Lines of data
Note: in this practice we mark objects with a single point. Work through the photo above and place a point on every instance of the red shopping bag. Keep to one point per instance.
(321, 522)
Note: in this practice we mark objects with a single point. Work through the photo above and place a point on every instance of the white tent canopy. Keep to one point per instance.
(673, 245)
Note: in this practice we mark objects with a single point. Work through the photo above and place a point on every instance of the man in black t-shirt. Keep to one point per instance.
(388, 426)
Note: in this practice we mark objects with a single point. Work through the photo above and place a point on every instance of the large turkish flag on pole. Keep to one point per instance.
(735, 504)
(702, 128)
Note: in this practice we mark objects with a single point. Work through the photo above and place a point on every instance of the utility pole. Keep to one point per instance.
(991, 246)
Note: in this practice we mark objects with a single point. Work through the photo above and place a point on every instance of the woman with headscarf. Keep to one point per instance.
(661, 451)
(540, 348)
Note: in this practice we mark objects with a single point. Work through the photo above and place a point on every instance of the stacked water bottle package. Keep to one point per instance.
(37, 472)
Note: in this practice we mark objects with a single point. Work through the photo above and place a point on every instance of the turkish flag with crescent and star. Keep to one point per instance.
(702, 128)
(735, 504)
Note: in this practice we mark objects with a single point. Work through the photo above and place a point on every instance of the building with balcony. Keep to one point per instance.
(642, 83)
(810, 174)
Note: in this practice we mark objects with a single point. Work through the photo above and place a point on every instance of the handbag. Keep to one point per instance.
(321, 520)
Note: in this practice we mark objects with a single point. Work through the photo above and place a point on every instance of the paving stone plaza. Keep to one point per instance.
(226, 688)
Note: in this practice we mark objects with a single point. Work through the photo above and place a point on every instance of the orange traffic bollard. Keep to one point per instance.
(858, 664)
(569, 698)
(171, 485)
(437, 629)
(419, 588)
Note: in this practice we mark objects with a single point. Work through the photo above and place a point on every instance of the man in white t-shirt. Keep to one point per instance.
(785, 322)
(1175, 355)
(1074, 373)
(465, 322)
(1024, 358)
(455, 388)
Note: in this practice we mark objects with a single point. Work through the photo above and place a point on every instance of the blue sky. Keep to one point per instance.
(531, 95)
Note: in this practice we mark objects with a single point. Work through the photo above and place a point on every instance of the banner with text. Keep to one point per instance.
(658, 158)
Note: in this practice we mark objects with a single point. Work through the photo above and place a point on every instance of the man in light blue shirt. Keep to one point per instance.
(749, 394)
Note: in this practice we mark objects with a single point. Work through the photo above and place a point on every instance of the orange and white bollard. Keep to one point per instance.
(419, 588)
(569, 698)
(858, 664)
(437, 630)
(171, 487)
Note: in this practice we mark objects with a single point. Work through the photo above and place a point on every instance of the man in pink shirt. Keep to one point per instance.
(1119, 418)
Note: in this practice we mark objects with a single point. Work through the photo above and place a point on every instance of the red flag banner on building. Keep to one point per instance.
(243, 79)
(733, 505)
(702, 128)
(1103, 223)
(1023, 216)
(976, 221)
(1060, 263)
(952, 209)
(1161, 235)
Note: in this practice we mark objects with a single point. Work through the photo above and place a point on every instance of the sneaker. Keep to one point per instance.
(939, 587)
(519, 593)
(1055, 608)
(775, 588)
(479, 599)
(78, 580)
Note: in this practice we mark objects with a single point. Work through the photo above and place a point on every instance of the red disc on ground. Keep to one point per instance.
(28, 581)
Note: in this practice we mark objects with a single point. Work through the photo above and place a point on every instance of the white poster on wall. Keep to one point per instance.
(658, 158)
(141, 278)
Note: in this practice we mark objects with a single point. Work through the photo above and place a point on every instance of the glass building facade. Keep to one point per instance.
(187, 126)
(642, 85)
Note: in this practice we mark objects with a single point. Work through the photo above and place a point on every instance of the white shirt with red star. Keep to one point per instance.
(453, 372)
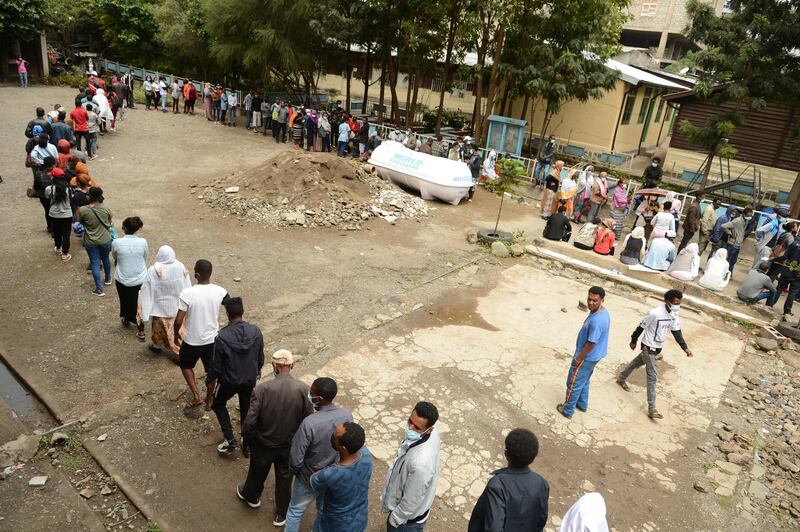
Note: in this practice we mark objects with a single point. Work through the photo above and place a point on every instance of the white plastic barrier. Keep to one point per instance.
(434, 177)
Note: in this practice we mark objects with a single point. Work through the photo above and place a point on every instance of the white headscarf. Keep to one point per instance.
(163, 284)
(717, 274)
(588, 514)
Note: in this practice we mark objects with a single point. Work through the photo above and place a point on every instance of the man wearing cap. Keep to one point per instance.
(277, 408)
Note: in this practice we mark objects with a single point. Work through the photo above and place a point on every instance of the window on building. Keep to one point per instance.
(660, 108)
(627, 110)
(648, 94)
(649, 8)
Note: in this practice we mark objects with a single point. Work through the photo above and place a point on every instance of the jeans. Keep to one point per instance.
(98, 253)
(578, 386)
(406, 527)
(62, 227)
(302, 497)
(261, 460)
(541, 171)
(646, 358)
(222, 394)
(733, 256)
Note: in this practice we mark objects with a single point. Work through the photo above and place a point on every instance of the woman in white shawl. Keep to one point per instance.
(686, 265)
(588, 514)
(717, 274)
(158, 297)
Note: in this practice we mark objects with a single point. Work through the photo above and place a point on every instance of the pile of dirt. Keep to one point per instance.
(311, 190)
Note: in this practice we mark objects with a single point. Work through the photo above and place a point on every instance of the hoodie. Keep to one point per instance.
(238, 354)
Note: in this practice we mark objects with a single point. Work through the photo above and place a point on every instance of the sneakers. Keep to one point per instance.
(251, 504)
(228, 447)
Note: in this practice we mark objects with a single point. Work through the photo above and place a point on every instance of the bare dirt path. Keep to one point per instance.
(490, 343)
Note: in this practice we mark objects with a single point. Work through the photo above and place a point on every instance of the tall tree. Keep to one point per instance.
(749, 58)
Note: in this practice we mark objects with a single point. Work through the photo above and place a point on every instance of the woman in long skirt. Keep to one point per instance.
(158, 297)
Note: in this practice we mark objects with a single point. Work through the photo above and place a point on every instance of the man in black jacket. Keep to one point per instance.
(515, 497)
(236, 366)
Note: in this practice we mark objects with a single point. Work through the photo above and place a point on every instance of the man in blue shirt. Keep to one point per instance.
(590, 348)
(344, 485)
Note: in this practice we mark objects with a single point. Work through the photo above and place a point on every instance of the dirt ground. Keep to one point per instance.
(488, 341)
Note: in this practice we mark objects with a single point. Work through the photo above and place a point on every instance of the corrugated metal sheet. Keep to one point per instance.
(764, 139)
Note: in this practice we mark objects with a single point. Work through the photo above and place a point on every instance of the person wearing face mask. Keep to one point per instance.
(277, 408)
(655, 326)
(236, 366)
(311, 451)
(411, 483)
(199, 307)
(736, 230)
(344, 485)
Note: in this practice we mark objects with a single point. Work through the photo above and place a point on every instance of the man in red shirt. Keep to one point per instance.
(80, 125)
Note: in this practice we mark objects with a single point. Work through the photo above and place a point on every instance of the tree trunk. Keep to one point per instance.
(367, 76)
(382, 96)
(412, 109)
(794, 198)
(393, 68)
(490, 93)
(451, 40)
(348, 77)
(497, 223)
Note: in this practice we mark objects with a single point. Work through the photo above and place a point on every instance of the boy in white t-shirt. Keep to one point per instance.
(198, 307)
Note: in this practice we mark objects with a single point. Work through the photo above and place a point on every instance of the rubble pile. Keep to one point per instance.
(311, 190)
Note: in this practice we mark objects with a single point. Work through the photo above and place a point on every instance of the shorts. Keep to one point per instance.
(190, 354)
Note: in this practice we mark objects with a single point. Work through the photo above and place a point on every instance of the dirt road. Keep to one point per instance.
(490, 343)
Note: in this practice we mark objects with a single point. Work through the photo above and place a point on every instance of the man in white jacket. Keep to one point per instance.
(411, 482)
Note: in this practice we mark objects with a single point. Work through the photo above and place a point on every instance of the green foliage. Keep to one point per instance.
(22, 20)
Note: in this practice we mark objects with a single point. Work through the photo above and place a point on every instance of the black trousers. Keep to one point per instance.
(62, 227)
(261, 460)
(128, 300)
(222, 394)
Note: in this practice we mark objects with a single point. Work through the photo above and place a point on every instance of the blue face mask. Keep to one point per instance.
(411, 435)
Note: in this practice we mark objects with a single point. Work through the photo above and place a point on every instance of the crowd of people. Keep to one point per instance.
(651, 246)
(316, 449)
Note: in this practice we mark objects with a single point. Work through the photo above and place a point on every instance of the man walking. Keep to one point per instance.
(515, 497)
(311, 450)
(590, 348)
(276, 410)
(736, 230)
(344, 485)
(692, 222)
(236, 366)
(707, 222)
(198, 306)
(411, 482)
(659, 321)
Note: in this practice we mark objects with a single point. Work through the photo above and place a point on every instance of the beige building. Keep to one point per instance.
(658, 25)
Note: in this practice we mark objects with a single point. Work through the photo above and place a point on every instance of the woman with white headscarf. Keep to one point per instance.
(686, 265)
(717, 274)
(588, 514)
(158, 297)
(633, 247)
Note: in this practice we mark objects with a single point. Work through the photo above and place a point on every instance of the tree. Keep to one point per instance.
(749, 58)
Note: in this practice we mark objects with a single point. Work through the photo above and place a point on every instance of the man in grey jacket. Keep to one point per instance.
(276, 410)
(312, 450)
(736, 230)
(411, 482)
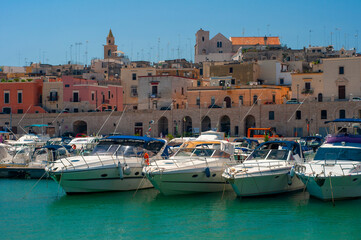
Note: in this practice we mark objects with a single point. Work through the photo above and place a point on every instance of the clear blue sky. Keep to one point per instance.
(151, 30)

> TO DO: Restate word for word the lines above that start at the line containing "woman with white" and run to the end of the listing; exclude the pictures.

> THE SOLUTION:
Note: in this practice we mark objects with a single point. Work through the photo above and place a point on every instance of the woman with white headscarf. Keep to one point per instance.
(686, 265)
(717, 274)
(588, 514)
(158, 297)
(633, 247)
Note: in this practice we mark objects with a single point. Work through the photo above and place a point on every instance of the tree. Keep to one point per instance.
(749, 58)
Note: in this practice we mark objects with a single point. Work through the photo above and place a point on every instance of the man in grey jacket. Keep to one point per instance.
(276, 410)
(312, 450)
(736, 230)
(411, 482)
Note: in this practice we mark objects with a single point. Work through the photo above and place a point on every instance of the clear blue sky. Keep to one point per instance.
(151, 30)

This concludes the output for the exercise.